What is required: Please extract every line of the records below, reproducing each one unchanged, and omit the pictures from your answer.

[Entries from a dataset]
'''

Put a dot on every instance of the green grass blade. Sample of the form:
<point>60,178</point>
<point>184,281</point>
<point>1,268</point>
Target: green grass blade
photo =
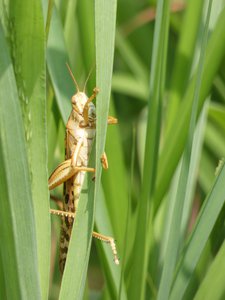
<point>57,58</point>
<point>174,235</point>
<point>137,281</point>
<point>212,286</point>
<point>184,57</point>
<point>19,257</point>
<point>176,137</point>
<point>204,225</point>
<point>28,48</point>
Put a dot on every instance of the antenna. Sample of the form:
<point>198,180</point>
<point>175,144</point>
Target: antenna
<point>89,74</point>
<point>72,76</point>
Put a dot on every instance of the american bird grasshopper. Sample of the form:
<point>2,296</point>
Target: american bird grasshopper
<point>80,132</point>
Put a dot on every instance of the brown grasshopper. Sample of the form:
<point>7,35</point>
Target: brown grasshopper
<point>80,132</point>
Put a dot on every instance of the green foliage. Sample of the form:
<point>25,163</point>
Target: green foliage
<point>161,198</point>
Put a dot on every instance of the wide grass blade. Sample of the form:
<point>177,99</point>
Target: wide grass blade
<point>204,225</point>
<point>140,261</point>
<point>212,286</point>
<point>173,238</point>
<point>176,137</point>
<point>28,51</point>
<point>19,257</point>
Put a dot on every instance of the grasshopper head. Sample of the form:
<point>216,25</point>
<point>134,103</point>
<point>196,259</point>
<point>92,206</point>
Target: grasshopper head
<point>78,102</point>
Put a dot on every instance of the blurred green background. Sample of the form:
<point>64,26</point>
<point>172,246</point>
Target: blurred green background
<point>160,69</point>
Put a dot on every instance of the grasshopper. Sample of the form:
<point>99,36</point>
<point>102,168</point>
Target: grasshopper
<point>80,132</point>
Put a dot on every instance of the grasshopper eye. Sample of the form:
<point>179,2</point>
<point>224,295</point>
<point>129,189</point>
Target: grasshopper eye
<point>74,100</point>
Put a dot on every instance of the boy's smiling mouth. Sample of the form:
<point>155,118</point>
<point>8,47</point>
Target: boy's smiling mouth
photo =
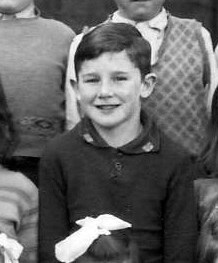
<point>107,106</point>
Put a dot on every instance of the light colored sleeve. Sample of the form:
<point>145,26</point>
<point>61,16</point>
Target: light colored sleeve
<point>213,66</point>
<point>72,113</point>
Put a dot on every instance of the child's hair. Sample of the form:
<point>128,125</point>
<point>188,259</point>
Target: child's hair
<point>117,247</point>
<point>209,155</point>
<point>8,135</point>
<point>114,37</point>
<point>208,241</point>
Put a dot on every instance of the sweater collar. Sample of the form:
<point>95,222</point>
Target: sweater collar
<point>147,141</point>
<point>30,12</point>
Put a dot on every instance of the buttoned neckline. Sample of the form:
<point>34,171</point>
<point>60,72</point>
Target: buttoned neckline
<point>147,141</point>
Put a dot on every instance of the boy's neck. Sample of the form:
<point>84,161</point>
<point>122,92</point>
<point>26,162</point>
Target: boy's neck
<point>121,135</point>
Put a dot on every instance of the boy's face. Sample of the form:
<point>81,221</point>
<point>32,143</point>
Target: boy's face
<point>109,90</point>
<point>139,10</point>
<point>13,6</point>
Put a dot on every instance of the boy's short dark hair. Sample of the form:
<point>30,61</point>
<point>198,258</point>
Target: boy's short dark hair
<point>114,37</point>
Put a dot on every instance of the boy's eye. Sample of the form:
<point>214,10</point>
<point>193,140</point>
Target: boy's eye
<point>91,80</point>
<point>120,78</point>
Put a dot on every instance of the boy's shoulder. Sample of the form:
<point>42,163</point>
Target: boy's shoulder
<point>57,27</point>
<point>184,21</point>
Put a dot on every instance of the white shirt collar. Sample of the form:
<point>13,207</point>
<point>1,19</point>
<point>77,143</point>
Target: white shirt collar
<point>29,12</point>
<point>158,22</point>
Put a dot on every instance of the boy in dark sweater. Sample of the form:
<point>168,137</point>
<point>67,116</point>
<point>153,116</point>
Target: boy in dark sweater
<point>115,160</point>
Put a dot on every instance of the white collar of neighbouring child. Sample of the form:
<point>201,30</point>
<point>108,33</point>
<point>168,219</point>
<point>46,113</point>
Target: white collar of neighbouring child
<point>159,22</point>
<point>78,243</point>
<point>29,12</point>
<point>10,249</point>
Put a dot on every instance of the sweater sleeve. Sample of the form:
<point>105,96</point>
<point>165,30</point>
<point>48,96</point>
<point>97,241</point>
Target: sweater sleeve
<point>54,222</point>
<point>180,217</point>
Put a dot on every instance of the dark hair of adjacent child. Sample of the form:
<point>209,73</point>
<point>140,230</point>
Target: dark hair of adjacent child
<point>208,241</point>
<point>115,248</point>
<point>209,156</point>
<point>114,38</point>
<point>8,135</point>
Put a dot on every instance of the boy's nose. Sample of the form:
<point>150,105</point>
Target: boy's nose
<point>105,90</point>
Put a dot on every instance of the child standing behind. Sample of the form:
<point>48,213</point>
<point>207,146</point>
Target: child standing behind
<point>116,161</point>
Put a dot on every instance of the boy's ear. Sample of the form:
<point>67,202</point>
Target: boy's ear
<point>148,85</point>
<point>74,85</point>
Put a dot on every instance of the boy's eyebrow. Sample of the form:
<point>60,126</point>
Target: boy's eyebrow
<point>96,73</point>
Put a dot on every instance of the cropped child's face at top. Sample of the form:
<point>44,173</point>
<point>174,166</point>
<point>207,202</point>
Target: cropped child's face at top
<point>139,10</point>
<point>109,90</point>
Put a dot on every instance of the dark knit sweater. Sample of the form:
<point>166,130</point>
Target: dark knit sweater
<point>146,182</point>
<point>34,54</point>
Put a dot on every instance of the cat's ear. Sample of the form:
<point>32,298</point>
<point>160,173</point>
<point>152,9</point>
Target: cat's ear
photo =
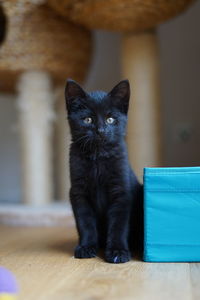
<point>121,94</point>
<point>73,91</point>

'''

Task response:
Put a dot on every instance of the green grass blade. Sample of the form:
<point>60,178</point>
<point>184,281</point>
<point>1,268</point>
Target: green grass blade
photo =
<point>57,58</point>
<point>174,235</point>
<point>137,281</point>
<point>212,286</point>
<point>184,57</point>
<point>19,257</point>
<point>176,137</point>
<point>204,225</point>
<point>28,48</point>
Put a dot on every instance of the antenna. Sample of the form:
<point>198,180</point>
<point>175,144</point>
Target: antenna
<point>89,74</point>
<point>72,76</point>
Put a dot on every instance of the american bird grasshopper. Sample of the form:
<point>2,296</point>
Target: american bird grasshopper
<point>80,132</point>
Put a dot on every instance of the brown grasshopper. Sample of the form:
<point>7,35</point>
Target: brown grasshopper
<point>80,132</point>
Put a dot on every instance of the green foliage. Sample of the form:
<point>25,163</point>
Target: green foliage
<point>161,198</point>
Put a dot on every instance of the wide grass blade. Sample of the form:
<point>177,99</point>
Target: wide grass blade
<point>204,225</point>
<point>140,261</point>
<point>212,286</point>
<point>173,238</point>
<point>176,137</point>
<point>28,51</point>
<point>19,257</point>
Put a dot on every instance of the grasshopper head. Sample of the form:
<point>216,25</point>
<point>134,103</point>
<point>196,259</point>
<point>92,206</point>
Target: grasshopper head
<point>78,102</point>
Put a dot on every instance of the blurred green background. Sample of the form:
<point>64,26</point>
<point>172,246</point>
Target: blurred green background
<point>160,69</point>
Put a dot on every instance of the grasshopper. Sample of the form:
<point>99,36</point>
<point>102,168</point>
Target: grasshopper
<point>80,132</point>
Put a dot on every instance of the grasshopper eye. Sample of the form:
<point>179,2</point>
<point>224,295</point>
<point>129,189</point>
Target: grasshopper eye
<point>74,100</point>
Put a dot on every instance of the boy's smiling mouth. Sample of the form:
<point>155,118</point>
<point>8,47</point>
Target: boy's smiling mouth
photo =
<point>107,106</point>
Put a dot on every instance of the light colored sleeve. Sample of the form:
<point>145,26</point>
<point>61,16</point>
Target: light colored sleeve
<point>213,66</point>
<point>72,113</point>
Put a dot on every instance of the child's hair. Sample of the form:
<point>128,125</point>
<point>188,259</point>
Target: child's hair
<point>117,247</point>
<point>209,155</point>
<point>8,135</point>
<point>114,37</point>
<point>208,241</point>
Put a dot on every instance of the sweater collar. Sample of the form:
<point>95,222</point>
Target: sweater collar
<point>147,141</point>
<point>30,12</point>
Put a dot on every instance of the buttoned neckline. Sample of the form:
<point>34,171</point>
<point>60,72</point>
Target: buttoned neckline
<point>147,141</point>
Put a dot on every instance of the boy's neck. Sample of the form:
<point>84,161</point>
<point>122,92</point>
<point>26,162</point>
Target: boy's neck
<point>121,135</point>
Put a dot on every instance of the boy's face. Sample of the form:
<point>81,221</point>
<point>32,143</point>
Target: boy's face
<point>109,90</point>
<point>139,10</point>
<point>13,6</point>
Put a dot on every instance of the boy's short dark hair. Sample of the form:
<point>30,61</point>
<point>198,258</point>
Target: boy's short dark hair
<point>114,37</point>
Put a dot on every instance of the boy's eye. Sample of the form:
<point>214,10</point>
<point>193,140</point>
Target: boy's eye
<point>91,80</point>
<point>120,78</point>
Put a dot on every instance of the boy's shoulder. Sample of the form:
<point>42,163</point>
Target: boy's shoulder
<point>57,27</point>
<point>184,21</point>
Put a dot on every instance of the white shirt collar. Sample of the form:
<point>13,207</point>
<point>1,19</point>
<point>77,143</point>
Target: white shirt collar
<point>29,12</point>
<point>158,22</point>
Put a dot on every instance of the boy in dark sweater. Sample of the form:
<point>168,137</point>
<point>67,116</point>
<point>153,116</point>
Target: boy in dark sweater
<point>115,160</point>
Put a dot on every instance of the white collar of neighbouring child. Sample of the form:
<point>201,30</point>
<point>108,33</point>
<point>168,219</point>
<point>46,113</point>
Target: white collar of neighbouring child
<point>159,22</point>
<point>78,243</point>
<point>29,12</point>
<point>10,249</point>
Put a dot on every instance of the sweater sleeve. Sample of the form:
<point>105,96</point>
<point>165,30</point>
<point>48,96</point>
<point>97,241</point>
Target: sweater sleeve
<point>54,222</point>
<point>180,217</point>
Put a dot on every instance of the dark hair of adjacent child. Sample of the form:
<point>209,73</point>
<point>140,230</point>
Target: dark hair of adjacent child
<point>208,241</point>
<point>115,248</point>
<point>209,156</point>
<point>114,38</point>
<point>8,135</point>
Put a dot on every instance of the boy's nose. Sample of the form:
<point>150,105</point>
Target: boy's nose
<point>105,90</point>
Put a dot on every instance of the child standing behind. Sample of the form:
<point>48,213</point>
<point>207,146</point>
Target: child standing behind
<point>116,161</point>
Put a dot on every instance of the boy's ear. Sample of the form:
<point>67,202</point>
Target: boy's ear
<point>148,85</point>
<point>74,85</point>
Put a dot on every instance of the boy's eyebrow. Sample of the form:
<point>60,126</point>
Target: boy's eyebrow
<point>96,73</point>
Put a dot on every instance of the cropped child's face at top. Sample of the form:
<point>44,173</point>
<point>174,166</point>
<point>207,202</point>
Target: cropped child's face at top
<point>139,10</point>
<point>109,90</point>
Put a dot on every instance of the dark knit sweater. Sample of the form:
<point>166,130</point>
Target: dark knit sweater
<point>146,182</point>
<point>34,54</point>
Put a dot on every instance of the cat's ear. Sample of the form:
<point>32,298</point>
<point>160,173</point>
<point>152,9</point>
Target: cat's ear
photo =
<point>121,94</point>
<point>73,91</point>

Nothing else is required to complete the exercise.